Exercise set
1. Answer these from the passage on project quality:
(a) What two kinds of requirements does the passage say a product should conform to?
(b) What should a company's quality policy state?
(c) What is the last activity listed for planning how to measure the quality of the project's product?
2. Write what comes next in the passage on project quality planning, starting after its final sentence.

Document segment

Conformance to requirements is the core of both customer satisfaction and fitness to use and is a measure of how well your product does what you intend. Above all, your product needs to do what you wrote down in your requirements document. Your requirements should take into account what will satisfy your customer and the best design possible for the job. That means conforming to both stated and implied requirements.

In the end, your product's quality is judged by whether you built what you said you would build.

Quality planning focuses on taking all of the information available to you at the beginning of the project and figuring out how you will measure quality and prevent defects. Your company should have a quality policy that states how it measures quality across the organization. You should make sure your project follows the company policy and any government rules or regulations on how to plan quality for your project.

You need to plan which activities you will use to measure the quality of the project's product. And you'll need to think about the cost of all the quality-related activities you want to do. Then you'll need to set some guidelines for what you will measure against. Finally, you'll need to design the tests you will run when the product is ready to be tested.

Point annotation records
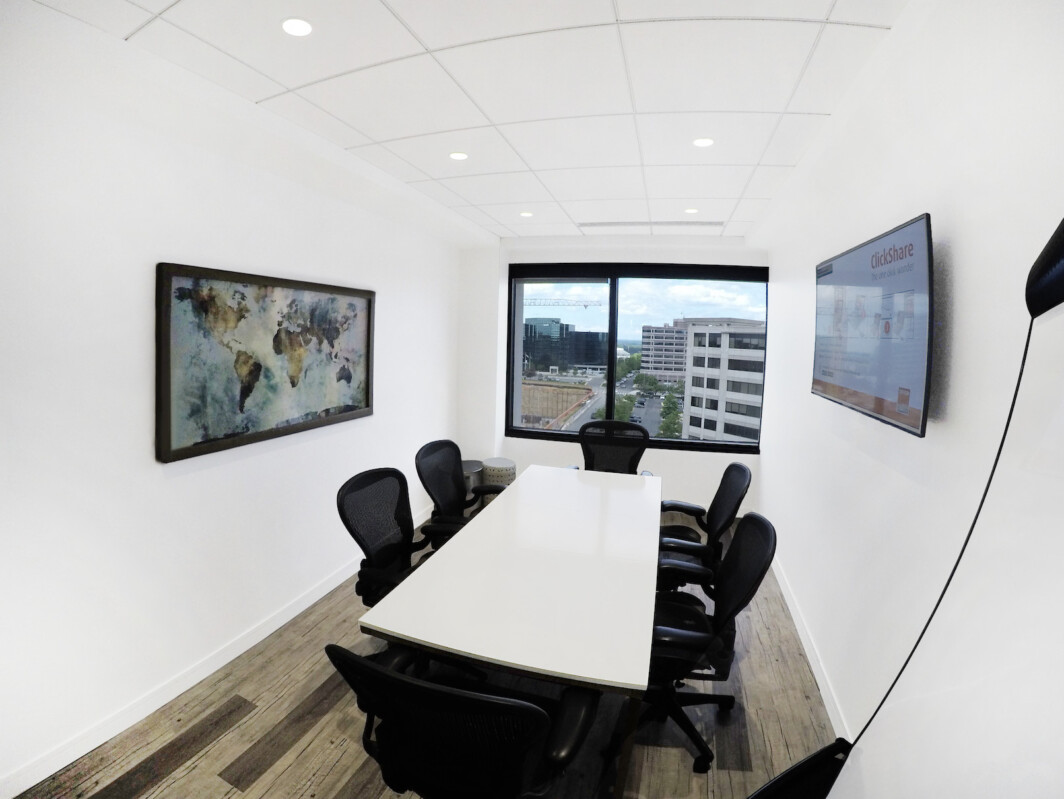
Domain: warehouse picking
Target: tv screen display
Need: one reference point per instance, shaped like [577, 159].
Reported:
[873, 349]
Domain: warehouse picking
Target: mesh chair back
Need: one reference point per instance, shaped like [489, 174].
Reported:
[439, 468]
[744, 566]
[722, 510]
[375, 508]
[613, 446]
[442, 742]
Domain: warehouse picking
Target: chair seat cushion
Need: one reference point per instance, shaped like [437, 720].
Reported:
[680, 531]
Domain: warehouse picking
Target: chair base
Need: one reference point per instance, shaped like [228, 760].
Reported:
[667, 702]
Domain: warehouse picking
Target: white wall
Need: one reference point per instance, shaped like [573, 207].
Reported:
[958, 115]
[122, 580]
[685, 476]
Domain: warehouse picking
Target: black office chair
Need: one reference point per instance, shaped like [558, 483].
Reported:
[692, 644]
[375, 508]
[439, 468]
[610, 445]
[683, 545]
[444, 742]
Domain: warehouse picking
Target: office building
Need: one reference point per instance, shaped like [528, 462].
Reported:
[664, 350]
[145, 577]
[725, 380]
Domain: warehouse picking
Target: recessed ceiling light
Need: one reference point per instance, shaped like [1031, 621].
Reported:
[296, 27]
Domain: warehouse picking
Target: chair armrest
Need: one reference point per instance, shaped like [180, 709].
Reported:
[686, 547]
[438, 533]
[676, 505]
[571, 722]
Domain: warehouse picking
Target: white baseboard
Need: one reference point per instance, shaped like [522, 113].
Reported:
[28, 776]
[823, 681]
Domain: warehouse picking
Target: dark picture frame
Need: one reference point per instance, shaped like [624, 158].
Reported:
[244, 358]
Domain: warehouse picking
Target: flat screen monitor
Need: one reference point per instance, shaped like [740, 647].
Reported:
[873, 349]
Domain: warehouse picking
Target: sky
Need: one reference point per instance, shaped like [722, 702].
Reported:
[647, 301]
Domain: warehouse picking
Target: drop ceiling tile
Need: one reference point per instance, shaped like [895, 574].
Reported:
[607, 211]
[439, 194]
[746, 9]
[488, 152]
[564, 144]
[749, 211]
[542, 213]
[489, 189]
[446, 22]
[384, 159]
[163, 39]
[867, 12]
[793, 136]
[544, 230]
[717, 181]
[348, 34]
[595, 183]
[616, 230]
[737, 138]
[738, 228]
[842, 51]
[114, 16]
[716, 65]
[561, 73]
[404, 98]
[676, 211]
[767, 180]
[687, 230]
[476, 215]
[308, 115]
[155, 6]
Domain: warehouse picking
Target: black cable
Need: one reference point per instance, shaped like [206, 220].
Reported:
[967, 538]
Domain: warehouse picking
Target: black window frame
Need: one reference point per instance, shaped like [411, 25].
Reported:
[613, 273]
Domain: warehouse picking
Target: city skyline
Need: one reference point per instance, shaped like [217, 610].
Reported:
[646, 301]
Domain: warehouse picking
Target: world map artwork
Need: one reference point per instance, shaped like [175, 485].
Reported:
[249, 358]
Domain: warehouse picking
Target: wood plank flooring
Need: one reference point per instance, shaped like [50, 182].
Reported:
[277, 722]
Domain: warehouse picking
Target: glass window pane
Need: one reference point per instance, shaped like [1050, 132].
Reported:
[561, 343]
[701, 347]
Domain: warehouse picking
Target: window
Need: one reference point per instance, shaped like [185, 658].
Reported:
[737, 408]
[742, 431]
[737, 365]
[611, 340]
[742, 387]
[750, 342]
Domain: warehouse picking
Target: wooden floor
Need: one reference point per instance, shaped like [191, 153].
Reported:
[279, 722]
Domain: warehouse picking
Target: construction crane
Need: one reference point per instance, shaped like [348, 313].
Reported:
[539, 301]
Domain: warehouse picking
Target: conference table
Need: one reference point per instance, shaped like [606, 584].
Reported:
[554, 579]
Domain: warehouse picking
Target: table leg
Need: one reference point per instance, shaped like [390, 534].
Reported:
[626, 731]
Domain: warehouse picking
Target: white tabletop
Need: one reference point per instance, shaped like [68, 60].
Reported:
[555, 577]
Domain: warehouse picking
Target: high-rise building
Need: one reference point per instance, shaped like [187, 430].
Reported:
[725, 380]
[664, 351]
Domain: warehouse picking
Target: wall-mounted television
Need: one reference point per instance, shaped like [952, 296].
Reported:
[873, 349]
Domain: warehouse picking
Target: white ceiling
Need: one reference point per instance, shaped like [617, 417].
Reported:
[578, 116]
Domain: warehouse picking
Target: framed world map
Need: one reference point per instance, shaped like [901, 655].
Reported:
[243, 358]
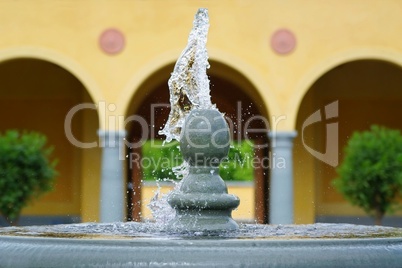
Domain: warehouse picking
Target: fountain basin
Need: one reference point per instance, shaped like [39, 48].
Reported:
[133, 244]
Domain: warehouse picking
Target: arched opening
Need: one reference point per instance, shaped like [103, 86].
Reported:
[36, 95]
[243, 108]
[367, 92]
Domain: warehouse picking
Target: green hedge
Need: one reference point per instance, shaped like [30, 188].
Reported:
[25, 171]
[157, 161]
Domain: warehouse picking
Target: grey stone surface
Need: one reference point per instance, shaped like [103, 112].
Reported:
[202, 202]
[112, 198]
[146, 252]
[281, 182]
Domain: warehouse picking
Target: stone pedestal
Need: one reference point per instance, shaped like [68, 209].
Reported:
[112, 197]
[281, 187]
[202, 203]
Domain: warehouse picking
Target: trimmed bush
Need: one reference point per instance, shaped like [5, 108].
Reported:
[25, 171]
[370, 175]
[157, 161]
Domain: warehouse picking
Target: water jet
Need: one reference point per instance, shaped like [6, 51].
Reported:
[202, 232]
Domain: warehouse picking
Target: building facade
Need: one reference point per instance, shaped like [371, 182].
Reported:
[80, 72]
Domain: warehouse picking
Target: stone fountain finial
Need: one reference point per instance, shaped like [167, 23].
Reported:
[202, 203]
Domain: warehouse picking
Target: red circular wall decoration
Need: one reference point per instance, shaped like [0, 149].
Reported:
[283, 41]
[112, 41]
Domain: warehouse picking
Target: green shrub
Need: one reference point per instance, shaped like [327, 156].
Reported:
[157, 161]
[25, 171]
[370, 175]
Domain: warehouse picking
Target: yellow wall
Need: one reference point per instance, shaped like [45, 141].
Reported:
[328, 34]
[36, 95]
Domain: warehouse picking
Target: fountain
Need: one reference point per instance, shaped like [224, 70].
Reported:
[202, 232]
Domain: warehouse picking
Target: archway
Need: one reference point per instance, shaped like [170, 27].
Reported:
[365, 92]
[37, 95]
[241, 105]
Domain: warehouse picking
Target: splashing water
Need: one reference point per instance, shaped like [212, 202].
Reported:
[189, 89]
[189, 83]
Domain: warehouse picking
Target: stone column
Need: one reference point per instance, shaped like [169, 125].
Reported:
[112, 197]
[281, 188]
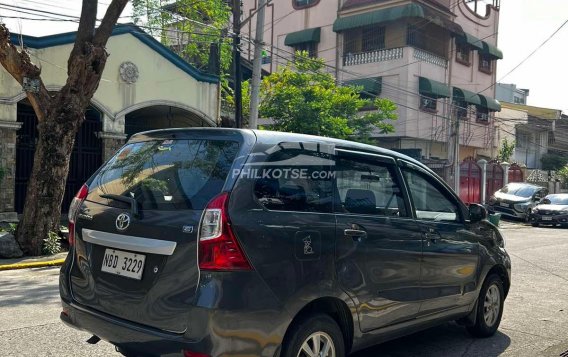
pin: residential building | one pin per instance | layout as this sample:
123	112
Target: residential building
511	94
534	138
436	59
144	86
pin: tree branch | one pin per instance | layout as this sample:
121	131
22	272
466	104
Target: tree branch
109	20
86	29
20	66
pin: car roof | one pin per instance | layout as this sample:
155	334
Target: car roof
267	136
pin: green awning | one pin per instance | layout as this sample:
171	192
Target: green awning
466	96
307	35
370	85
491	50
394	13
470	40
433	88
489	103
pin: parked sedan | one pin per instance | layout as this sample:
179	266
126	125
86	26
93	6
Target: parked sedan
517	199
553	209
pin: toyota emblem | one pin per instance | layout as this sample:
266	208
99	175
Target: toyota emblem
122	221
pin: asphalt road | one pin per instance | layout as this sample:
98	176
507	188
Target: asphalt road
535	321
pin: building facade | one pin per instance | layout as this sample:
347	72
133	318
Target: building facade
436	59
511	94
144	86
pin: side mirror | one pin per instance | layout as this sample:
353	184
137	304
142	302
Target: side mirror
477	212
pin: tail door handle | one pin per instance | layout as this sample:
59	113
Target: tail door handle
355	234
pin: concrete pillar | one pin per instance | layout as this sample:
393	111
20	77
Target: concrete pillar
111	143
483	164
505	165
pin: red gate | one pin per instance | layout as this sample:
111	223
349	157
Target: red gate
470	181
494	178
515	173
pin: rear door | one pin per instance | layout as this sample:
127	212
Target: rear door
379	245
136	247
450	260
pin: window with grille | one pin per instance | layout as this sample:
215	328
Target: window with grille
301	4
372	38
482	115
485	63
415	37
310	47
461	109
428	104
463	52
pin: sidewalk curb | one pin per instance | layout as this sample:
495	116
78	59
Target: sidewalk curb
50	263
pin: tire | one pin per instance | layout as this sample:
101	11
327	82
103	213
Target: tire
303	337
528	216
489	308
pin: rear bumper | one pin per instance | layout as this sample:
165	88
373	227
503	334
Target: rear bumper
549	219
129	336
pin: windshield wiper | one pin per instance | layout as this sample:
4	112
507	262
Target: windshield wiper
129	200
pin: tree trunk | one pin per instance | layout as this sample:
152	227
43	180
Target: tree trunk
59	116
46	186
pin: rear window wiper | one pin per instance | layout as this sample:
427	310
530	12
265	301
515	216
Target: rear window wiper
129	200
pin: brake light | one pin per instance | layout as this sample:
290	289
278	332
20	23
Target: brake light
74	210
187	353
218	246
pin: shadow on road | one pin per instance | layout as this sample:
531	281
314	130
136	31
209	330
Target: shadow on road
445	340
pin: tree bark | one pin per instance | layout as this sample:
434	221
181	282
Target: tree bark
59	118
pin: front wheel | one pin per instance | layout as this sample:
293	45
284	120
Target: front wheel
318	335
489	308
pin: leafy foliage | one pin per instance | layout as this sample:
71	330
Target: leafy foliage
52	244
189	27
506	150
553	161
303	98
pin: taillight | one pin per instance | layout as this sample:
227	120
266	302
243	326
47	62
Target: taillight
218	246
74	210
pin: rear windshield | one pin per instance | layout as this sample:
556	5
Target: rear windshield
165	174
558	199
519	190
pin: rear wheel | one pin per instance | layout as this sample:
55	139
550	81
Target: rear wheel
489	308
316	336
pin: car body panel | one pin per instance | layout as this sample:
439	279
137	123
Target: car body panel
298	258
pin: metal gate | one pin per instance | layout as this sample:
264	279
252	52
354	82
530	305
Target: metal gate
515	173
494	178
470	181
85	158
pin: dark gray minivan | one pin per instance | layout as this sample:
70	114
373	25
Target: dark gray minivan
226	242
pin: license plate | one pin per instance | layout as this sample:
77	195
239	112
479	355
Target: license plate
118	262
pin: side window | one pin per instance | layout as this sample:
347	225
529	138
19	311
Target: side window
295	180
369	187
431	201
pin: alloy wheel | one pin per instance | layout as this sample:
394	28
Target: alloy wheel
318	344
492	305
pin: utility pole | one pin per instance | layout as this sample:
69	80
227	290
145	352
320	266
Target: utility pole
237	63
257	65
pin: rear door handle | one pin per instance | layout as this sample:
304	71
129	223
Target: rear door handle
355	234
432	236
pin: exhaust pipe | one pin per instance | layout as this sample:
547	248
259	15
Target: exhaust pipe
93	340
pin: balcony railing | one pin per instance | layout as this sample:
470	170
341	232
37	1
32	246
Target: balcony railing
353	59
430	58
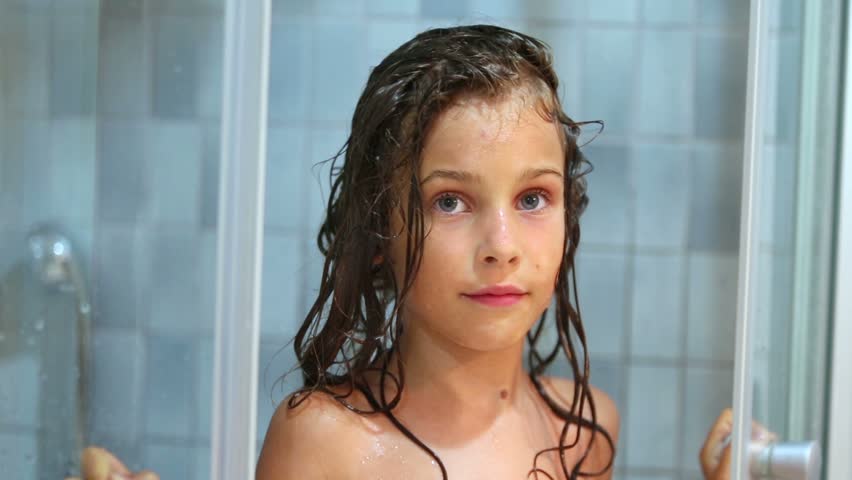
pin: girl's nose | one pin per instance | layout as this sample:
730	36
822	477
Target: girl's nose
499	245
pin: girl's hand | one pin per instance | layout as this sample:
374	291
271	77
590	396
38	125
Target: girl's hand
715	455
99	464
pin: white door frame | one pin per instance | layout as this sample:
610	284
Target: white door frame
839	460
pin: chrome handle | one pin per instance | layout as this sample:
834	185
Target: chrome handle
785	461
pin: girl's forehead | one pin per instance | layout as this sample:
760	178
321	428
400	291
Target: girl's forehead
476	128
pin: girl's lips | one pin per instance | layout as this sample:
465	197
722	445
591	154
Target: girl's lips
497	300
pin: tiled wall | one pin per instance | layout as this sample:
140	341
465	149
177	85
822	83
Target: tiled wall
657	265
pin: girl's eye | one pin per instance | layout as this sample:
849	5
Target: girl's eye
532	201
449	203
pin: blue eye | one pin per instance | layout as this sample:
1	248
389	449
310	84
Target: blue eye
448	203
533	201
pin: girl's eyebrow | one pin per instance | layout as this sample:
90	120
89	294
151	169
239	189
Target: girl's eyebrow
463	176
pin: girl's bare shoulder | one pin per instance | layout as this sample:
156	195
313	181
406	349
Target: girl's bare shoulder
562	391
601	454
316	439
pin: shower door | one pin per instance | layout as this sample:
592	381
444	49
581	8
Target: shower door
784	309
109	174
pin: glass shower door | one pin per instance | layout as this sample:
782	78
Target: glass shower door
785	268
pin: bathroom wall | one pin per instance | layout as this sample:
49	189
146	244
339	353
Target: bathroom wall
120	148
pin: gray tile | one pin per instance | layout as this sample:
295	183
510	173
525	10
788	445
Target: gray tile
564	40
309	268
715	190
207	295
18	454
290	70
118	357
605	218
385	36
122	171
123	82
177	44
173	278
720	85
777	198
26	35
20	390
708	391
660	175
343	8
790	15
210	176
126	448
170	395
168	459
285	177
186	7
202	458
26	195
784	71
668	11
657	314
653	416
600	279
130	9
622	11
445	8
119	295
393	7
665	90
340	69
724	13
71	177
712	300
74	64
204	386
556	9
174	151
292	7
281	295
609	76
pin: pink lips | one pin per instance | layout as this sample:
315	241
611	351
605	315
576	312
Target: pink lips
497	295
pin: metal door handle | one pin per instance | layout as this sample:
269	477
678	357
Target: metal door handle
785	461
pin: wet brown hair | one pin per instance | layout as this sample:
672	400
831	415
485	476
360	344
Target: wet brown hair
352	329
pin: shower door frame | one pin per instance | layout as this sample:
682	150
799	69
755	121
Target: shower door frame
832	406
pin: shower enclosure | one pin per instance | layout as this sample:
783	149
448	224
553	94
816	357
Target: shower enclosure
159	199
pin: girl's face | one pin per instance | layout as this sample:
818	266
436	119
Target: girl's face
492	178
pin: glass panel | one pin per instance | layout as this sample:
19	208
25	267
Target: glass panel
793	222
109	135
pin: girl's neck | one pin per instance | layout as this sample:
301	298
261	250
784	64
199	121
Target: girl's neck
459	381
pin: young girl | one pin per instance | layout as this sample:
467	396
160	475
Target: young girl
450	238
451	228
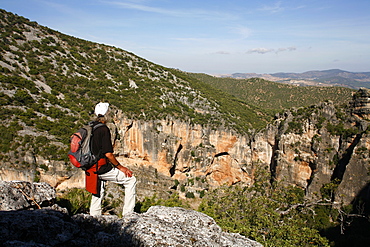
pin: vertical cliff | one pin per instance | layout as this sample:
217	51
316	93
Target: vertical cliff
323	149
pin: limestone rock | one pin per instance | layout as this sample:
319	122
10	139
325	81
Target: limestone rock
164	226
160	226
52	226
16	195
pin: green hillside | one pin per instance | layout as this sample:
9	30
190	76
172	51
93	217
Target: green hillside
50	83
276	96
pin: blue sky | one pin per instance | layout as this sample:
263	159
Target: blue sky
218	36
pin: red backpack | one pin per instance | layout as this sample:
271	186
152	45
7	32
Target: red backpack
80	153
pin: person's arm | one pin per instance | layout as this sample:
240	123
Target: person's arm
115	162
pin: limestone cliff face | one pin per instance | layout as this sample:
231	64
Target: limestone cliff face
315	148
180	150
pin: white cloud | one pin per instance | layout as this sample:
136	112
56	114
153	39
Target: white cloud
268	50
242	31
276	7
260	50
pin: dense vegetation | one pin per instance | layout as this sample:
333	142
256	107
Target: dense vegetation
275	96
50	83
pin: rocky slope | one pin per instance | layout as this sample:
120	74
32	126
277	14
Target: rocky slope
50	225
312	148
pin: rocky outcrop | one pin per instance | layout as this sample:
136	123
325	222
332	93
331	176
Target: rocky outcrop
306	147
16	195
159	226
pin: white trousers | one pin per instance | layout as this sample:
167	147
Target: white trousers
118	177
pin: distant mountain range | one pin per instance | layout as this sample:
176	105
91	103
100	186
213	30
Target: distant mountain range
332	77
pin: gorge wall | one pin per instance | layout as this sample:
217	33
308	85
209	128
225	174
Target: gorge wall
310	147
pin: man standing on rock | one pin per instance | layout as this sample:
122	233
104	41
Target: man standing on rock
108	168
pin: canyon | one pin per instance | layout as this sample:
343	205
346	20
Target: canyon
165	152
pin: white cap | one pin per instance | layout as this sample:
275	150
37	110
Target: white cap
101	109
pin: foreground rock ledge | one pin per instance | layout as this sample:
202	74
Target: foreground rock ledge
159	226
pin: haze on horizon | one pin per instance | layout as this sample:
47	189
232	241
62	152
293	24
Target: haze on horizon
218	37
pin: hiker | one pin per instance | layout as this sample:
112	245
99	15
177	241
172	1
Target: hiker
109	169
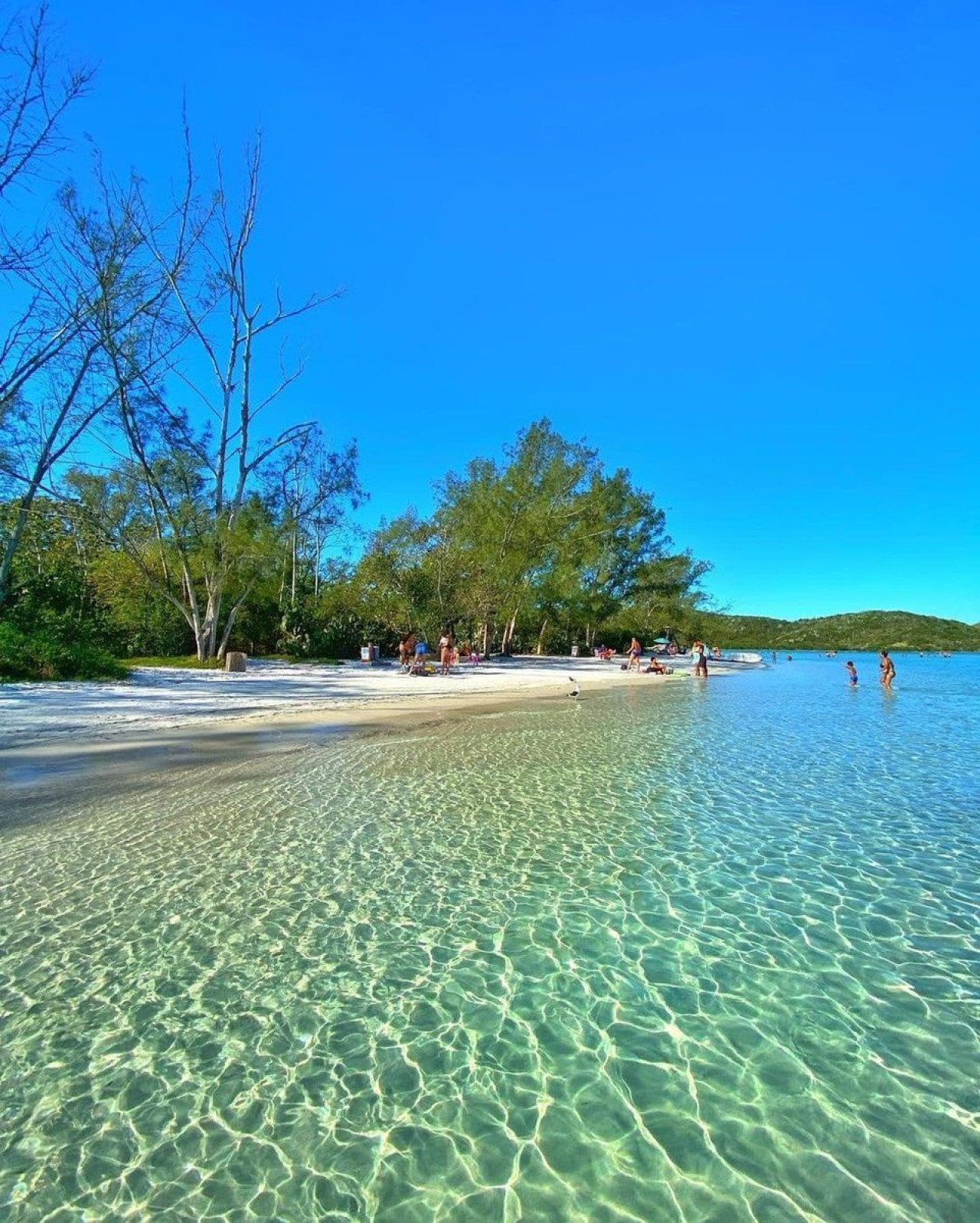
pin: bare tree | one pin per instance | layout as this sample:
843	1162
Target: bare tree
102	291
203	542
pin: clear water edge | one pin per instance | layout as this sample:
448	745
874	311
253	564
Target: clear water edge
698	953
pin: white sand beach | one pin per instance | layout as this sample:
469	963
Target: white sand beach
164	698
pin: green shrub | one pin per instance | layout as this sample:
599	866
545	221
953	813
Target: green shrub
41	656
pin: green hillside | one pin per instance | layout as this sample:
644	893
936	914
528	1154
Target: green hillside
853	630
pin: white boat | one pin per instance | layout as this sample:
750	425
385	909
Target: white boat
736	658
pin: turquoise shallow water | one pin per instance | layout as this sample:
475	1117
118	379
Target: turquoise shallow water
697	952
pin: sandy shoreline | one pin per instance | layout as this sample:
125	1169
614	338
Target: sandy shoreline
45	718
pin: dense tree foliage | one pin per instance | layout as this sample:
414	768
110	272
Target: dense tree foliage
541	551
137	373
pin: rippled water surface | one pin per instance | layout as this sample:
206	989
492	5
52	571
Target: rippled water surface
691	952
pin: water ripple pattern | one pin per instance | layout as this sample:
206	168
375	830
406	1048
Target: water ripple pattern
684	954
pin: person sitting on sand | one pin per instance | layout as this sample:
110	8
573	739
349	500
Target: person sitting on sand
422	652
406	649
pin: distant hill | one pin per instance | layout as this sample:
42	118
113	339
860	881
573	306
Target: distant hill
853	630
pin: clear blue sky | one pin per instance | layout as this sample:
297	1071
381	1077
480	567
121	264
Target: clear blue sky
735	246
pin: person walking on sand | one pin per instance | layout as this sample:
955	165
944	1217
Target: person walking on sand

Answers
1.
(a) Stated and implied requirements.
(b) How the company measures quality across the organization.
(c) Designing the tests you will run when the product is ready to be tested.

2.
Quality and Grade

According to the International Organization for Standardization (ISO), quality is "the degree to which a set of inherent characteristics fulfill requirements." The requirements of a product or process can be categorized or given a grade that will provide a basis for comparison. The quality is determined by how well something meets the requirements of its grade.

For most people, the term quality also implies good value - getting your money's worth. For example, even low-grade products should still work as expected, be safe to use, and last a reasonable amount of time. Consider the following examples.

Statistics

Determining how well products meet grade requirements is done by taking measurements and then interpreting those measurements. Statistics - the mathematical interpretation of numerical data - are useful when interpreting large numbers of measurements and are used to determine how well the product meets a specification when the same product is made repeatedly. Measurements made on samples of the product must be within control limits - the upper and lower extremes of allowable variation - and it is up to management to design a process that will consistently produce products between those limits.

Instructional designers often use statistics to determine the quality of their course designs. Student assessments are one way in which instructional designers are able to tell whether learning occurs within the control limits.

Example: Normal Distribution

A refinery's quality control manager measures many samples of 87 octane gasoline, sorts the measurements by their octane rating into bins that are 0.1 octane wide, and then counts the number of measurements in each bin. Then she creates a frequency distribution chart of the data, as shown in Figure 10.1.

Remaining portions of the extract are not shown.